### WORK INSTRUCTIONS
Reproduce the rows starting with the line containing "Find the window frame" and going on through the line containing "[(597, 318)]", both included, and keep each request unchanged. In every answer, multiply each point coordinate by 0.7 and round to the nearest whole number, rounding halves up.
====== INPUT DATA ======
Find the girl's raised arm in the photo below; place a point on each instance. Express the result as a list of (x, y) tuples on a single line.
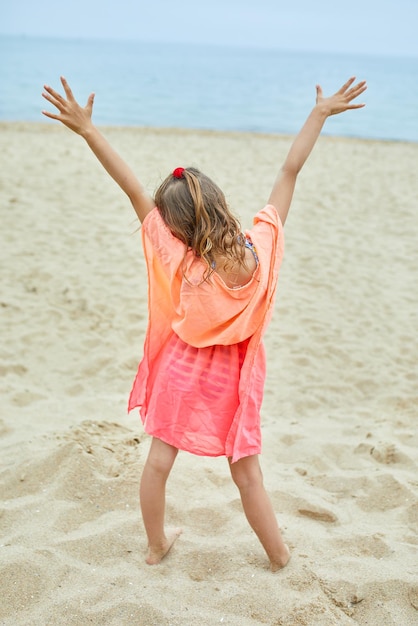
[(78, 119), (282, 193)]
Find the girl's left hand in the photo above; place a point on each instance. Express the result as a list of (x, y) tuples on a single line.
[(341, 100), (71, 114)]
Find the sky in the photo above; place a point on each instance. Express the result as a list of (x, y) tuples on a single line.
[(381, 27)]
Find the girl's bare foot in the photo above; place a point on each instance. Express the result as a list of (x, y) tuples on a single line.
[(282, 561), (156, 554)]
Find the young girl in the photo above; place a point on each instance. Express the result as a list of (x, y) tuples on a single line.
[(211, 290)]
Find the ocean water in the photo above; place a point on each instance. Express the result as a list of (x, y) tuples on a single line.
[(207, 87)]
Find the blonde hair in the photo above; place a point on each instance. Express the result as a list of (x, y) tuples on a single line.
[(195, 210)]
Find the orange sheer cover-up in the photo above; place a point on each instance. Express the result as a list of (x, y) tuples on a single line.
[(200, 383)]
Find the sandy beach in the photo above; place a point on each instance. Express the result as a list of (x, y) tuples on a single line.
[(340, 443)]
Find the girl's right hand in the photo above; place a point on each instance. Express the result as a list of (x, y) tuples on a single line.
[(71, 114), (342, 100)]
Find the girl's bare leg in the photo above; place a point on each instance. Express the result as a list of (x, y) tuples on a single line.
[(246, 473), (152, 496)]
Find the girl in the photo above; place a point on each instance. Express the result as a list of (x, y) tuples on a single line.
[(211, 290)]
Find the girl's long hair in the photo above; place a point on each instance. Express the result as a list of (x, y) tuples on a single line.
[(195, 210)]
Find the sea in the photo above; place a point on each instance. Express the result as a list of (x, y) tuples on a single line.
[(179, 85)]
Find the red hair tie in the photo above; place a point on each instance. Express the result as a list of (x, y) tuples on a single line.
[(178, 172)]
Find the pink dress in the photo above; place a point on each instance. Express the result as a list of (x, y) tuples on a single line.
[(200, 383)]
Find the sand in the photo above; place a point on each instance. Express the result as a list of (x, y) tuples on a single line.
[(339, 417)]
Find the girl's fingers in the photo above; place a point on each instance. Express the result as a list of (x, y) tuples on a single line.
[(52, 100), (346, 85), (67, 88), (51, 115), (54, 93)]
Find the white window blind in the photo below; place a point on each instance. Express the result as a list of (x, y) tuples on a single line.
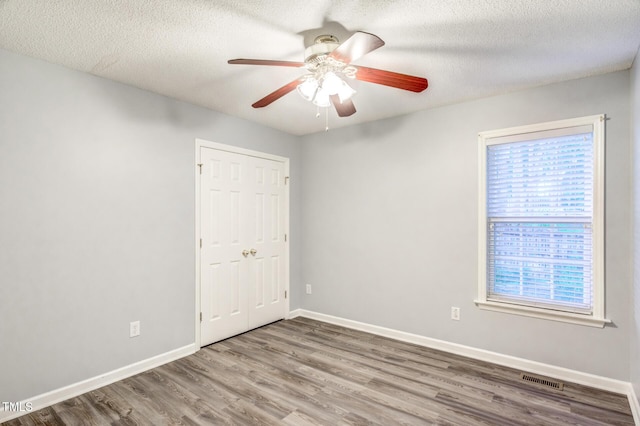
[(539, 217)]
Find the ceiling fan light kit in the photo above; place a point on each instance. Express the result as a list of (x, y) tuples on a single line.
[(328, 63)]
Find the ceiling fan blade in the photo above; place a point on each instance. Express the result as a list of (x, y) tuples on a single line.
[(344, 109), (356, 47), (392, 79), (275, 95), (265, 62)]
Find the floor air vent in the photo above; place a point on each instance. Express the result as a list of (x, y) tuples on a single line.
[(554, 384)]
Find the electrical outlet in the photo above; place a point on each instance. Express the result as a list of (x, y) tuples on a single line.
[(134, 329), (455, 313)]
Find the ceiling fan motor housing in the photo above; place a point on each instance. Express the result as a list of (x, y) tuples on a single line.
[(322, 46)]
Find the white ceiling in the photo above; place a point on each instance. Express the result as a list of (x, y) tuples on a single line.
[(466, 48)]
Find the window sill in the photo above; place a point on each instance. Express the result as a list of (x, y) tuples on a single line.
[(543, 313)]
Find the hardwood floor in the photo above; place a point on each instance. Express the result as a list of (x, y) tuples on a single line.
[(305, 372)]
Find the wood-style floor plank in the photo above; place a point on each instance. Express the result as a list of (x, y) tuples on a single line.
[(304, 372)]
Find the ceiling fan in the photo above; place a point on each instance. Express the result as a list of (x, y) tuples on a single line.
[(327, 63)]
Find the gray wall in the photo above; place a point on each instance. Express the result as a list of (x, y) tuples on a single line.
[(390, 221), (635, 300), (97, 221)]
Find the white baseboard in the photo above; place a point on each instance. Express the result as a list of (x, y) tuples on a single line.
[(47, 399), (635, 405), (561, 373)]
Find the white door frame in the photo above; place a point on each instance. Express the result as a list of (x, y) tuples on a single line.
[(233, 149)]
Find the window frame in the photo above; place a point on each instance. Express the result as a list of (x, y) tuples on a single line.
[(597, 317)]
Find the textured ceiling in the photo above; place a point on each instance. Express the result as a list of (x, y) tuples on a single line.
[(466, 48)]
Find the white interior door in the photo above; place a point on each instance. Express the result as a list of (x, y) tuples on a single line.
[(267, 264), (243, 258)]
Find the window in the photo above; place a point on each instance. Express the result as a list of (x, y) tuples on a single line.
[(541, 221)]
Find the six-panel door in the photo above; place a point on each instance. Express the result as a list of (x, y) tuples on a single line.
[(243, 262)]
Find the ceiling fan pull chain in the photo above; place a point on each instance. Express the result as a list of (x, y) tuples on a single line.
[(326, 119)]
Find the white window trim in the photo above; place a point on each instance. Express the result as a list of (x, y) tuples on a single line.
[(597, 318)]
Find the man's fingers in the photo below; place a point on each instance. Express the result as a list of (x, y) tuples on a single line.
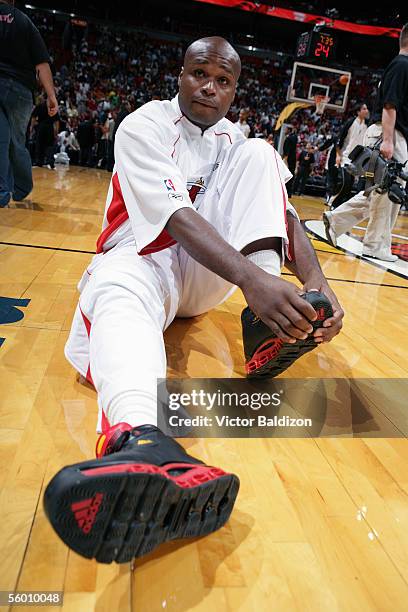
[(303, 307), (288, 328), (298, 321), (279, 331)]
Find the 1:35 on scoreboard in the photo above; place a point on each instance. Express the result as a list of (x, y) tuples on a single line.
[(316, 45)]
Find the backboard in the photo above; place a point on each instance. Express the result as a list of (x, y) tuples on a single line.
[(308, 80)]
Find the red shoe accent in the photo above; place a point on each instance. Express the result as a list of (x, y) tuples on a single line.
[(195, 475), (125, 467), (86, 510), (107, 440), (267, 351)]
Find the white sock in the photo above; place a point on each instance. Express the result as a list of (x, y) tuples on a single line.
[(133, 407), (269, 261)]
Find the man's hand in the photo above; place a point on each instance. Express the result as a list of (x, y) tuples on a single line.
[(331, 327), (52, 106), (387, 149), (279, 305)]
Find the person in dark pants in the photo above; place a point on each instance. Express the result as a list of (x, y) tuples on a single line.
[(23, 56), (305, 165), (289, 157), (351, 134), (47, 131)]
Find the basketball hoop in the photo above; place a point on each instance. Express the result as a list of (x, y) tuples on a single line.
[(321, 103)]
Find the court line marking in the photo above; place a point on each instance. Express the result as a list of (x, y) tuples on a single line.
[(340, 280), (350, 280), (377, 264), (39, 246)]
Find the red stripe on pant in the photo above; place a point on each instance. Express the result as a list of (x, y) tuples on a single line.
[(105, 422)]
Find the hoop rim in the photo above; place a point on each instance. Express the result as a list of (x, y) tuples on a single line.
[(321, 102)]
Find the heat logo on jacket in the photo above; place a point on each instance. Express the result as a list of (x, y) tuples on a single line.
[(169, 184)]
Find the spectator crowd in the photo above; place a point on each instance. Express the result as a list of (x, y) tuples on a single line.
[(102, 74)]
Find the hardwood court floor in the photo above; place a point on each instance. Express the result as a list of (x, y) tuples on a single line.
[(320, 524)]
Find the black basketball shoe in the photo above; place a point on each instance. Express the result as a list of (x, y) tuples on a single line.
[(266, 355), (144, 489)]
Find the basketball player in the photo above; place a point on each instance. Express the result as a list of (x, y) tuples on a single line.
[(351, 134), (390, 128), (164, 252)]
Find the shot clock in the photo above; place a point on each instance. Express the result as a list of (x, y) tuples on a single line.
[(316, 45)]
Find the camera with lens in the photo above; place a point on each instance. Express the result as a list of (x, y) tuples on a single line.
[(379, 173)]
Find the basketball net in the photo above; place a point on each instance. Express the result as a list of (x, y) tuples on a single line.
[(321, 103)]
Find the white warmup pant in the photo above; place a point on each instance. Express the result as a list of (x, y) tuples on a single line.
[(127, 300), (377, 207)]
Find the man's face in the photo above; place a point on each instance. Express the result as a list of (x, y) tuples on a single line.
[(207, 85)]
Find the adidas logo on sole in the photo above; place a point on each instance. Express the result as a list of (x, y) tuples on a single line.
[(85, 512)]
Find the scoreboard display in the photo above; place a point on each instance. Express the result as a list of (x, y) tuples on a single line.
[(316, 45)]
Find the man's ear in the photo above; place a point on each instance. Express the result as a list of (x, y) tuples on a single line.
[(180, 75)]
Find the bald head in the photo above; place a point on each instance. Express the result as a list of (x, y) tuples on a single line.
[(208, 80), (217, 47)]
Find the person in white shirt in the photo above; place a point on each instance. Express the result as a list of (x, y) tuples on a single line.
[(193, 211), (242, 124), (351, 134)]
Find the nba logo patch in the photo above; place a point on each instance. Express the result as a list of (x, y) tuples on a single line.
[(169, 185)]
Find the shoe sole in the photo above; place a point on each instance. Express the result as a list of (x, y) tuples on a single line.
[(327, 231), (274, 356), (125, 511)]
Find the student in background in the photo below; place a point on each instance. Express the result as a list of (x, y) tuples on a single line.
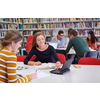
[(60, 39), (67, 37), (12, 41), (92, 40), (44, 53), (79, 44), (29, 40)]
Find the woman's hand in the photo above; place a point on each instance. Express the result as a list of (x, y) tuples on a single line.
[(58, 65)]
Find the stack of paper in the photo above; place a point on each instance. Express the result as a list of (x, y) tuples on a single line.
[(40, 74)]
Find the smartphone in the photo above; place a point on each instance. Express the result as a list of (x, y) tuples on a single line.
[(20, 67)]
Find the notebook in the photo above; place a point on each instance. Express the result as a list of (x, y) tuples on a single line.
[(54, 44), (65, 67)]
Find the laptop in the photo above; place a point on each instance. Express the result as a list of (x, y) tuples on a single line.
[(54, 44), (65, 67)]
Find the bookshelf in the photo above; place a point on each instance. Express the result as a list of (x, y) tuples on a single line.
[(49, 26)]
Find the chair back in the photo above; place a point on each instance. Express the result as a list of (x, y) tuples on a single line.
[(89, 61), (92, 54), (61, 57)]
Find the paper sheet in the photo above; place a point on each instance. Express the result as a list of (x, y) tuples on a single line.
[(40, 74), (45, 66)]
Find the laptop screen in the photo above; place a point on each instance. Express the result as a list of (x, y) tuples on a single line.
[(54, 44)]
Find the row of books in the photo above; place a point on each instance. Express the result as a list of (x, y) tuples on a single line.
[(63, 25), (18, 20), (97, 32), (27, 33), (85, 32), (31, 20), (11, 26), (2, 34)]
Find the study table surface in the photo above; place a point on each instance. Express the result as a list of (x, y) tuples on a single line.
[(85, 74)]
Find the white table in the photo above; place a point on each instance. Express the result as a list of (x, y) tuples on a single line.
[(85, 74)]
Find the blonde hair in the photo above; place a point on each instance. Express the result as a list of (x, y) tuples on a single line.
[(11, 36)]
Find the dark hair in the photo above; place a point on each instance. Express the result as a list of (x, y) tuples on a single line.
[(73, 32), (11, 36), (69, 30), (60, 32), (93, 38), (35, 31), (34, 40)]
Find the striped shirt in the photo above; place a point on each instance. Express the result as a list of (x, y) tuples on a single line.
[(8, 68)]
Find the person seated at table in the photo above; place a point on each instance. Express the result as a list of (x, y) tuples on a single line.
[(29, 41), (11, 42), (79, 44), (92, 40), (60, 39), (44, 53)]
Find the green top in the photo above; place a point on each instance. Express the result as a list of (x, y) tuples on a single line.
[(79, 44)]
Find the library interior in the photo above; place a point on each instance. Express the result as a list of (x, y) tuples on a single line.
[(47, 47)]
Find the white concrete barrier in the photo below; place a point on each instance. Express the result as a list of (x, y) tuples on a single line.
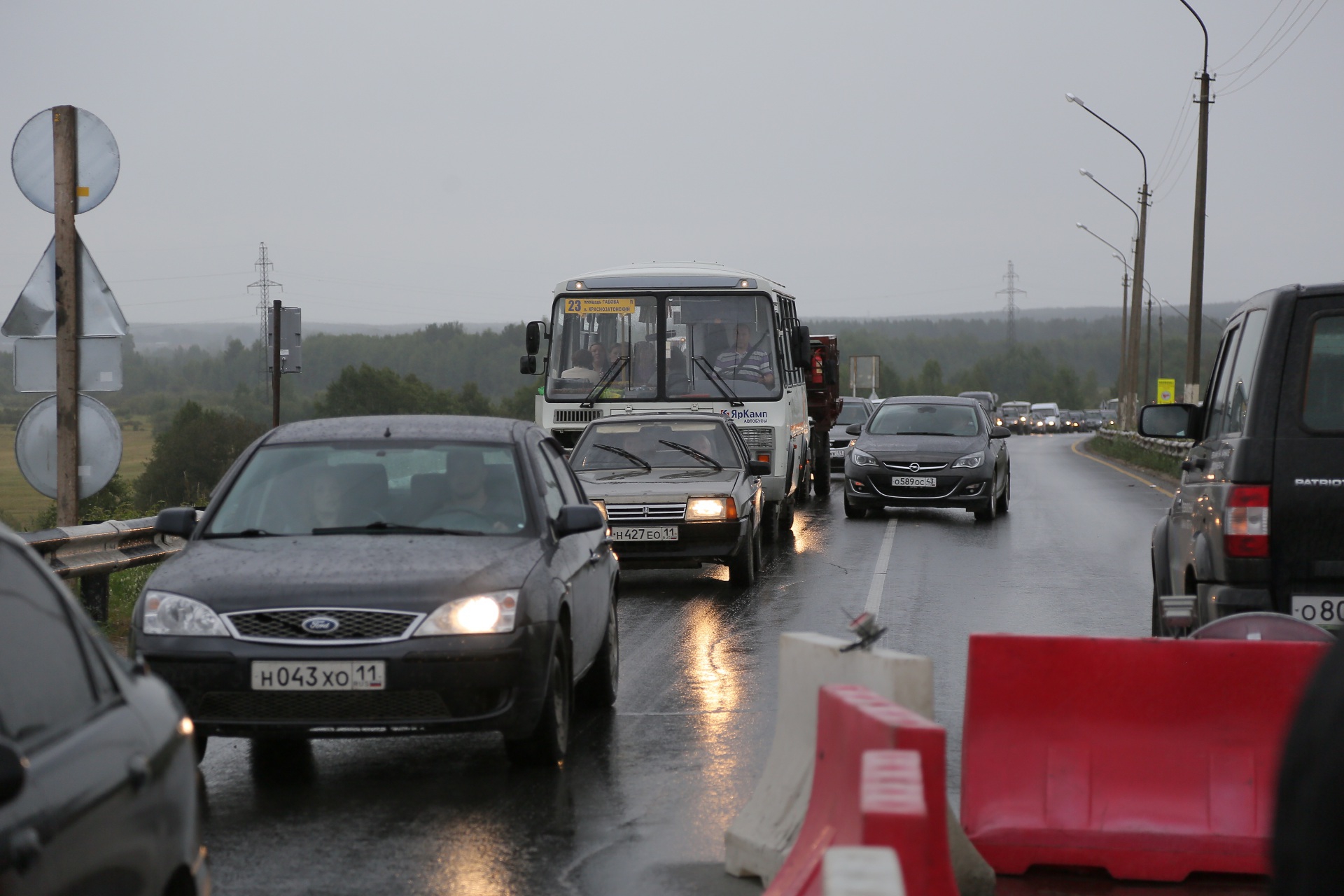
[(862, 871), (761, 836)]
======
### IN RESPONSE
Find the window frame in the photo above; place a point on each instance. Express the result as a list of (x, y) tuples on a single line.
[(418, 222)]
Find the textured ceiling in the photo above; place a point on each instance. Express the result as a list of (x, y) tuples on a single line.
[(326, 34)]
Find the white interior door in the photo above; place a point on each instance. Express the result as a list of (x, y) tuples on a single line.
[(187, 185), (170, 181)]
Find the window in the photo above; place a point on each instance. Express the result as a list of (x, y) tuples on a single line.
[(379, 155)]
Find the six-panel door in the photo above; place a point on each instance. Express the result as a list of (x, y) tuples on a single line.
[(170, 183)]
Find the ceiling fan pull chain in the photo above; place a point on each instance. Express the result as a list of (x, y) tuples on a single line.
[(228, 83)]
Find the white window trim in the photo above; place a point on each instance. Express the result as a list of (x, y) tuples on a single line.
[(418, 223)]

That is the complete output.